■ WHAT TO DO:
1. Answer these questions from the passage on business innovation and resilience:
(a) During what period should businesses have taken a cold, hard look at their business?
(b) Which three topics does the quoted speaker say many have been talking about?
(c) What does Mistry believe is the seismic shift occurring throughout the industry?
2. Continue the passage on business innovation and resilience, starting after its final sentence.

■ PASSAGE:
---
“And, for the thinking individual, whichever business they’re in, they should have stepped back during the Christmas break and had a very cold, hard look at their business, their business model and their customer base,” he said. “They need to look at what sectors are going to potentially survive or even thrive, but also those that are going to effectively cut themselves out because they’ve not innovated sufficiently enough.
“A lot of us have been talking about innovation, a lot of us have been talking about resilience and a lot of us have been talking about relevance. And, more so now than ever, if businesses have not put business practices into place, strategies into place and investments into place, I think they don’t deserve to be in business, and that goes right across the piece.”
The seismic shift that is occurring throughout the industry is the accelerated thirst for knowledge in consumers, Mistry believes. Everybody has enormous amounts of information available to them through a broad variety of mediums and this is combined with the additional downtime facing many consumers due to the lack of a commute.
---
Saved entries
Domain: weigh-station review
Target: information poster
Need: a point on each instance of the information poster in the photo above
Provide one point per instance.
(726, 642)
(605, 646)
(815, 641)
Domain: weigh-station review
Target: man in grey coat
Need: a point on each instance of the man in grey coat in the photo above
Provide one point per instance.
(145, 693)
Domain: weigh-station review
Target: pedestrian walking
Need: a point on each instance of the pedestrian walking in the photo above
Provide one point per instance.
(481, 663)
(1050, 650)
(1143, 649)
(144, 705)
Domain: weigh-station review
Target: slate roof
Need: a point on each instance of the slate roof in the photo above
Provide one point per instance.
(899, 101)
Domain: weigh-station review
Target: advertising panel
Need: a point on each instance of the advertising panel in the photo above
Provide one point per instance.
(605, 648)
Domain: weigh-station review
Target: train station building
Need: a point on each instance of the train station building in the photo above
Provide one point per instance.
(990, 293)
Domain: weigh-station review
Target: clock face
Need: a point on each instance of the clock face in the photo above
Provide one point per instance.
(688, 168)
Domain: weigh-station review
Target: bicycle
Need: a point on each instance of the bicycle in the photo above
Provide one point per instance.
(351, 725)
---
■ ANSWERS PER TASK:
1.
(a) The Christmas break.
(b) Innovation, resilience and relevance.
(c) The accelerated thirst for knowledge in consumers.

2.
“Everybody’s looking at information – information strands, information leaders, information providers – there’s a wealth of things going on,” he said. “And whether you’re an individual sorting out your own personal pension or you’re a corporate, you must understand where the customer is going. It’s not rocket science why the likes of Amazon and Ocado are doing exceptionally well.”
Mistry cited the example of his mother who, at the age of 84, received a new phone for Christmas and has started to send video communications. Twelve months ago, he said, she could barely use big-letter texts and now she has embraced what it means to be part of a digital-led society.
“The technology that’s been forced down our throats is what the industry and everybody’s been talking about for a long time,” he said. “The [broking] sector itself has lagged behind with certain things and now we’ve been dragged to the party. In many ways, the opportunities are there but in the valley of the blind, the one-eyed man is king, so the question is are you sufficiently well-rehearsed?
“Have you thought about things carefully? Have you consulted peers and others? Have you thought about your business model? Do you understand how your finances work? And have you considered what predominantly are going to be the winning sectors and potentially what are going to be some of the sectors that are going to go out of business?”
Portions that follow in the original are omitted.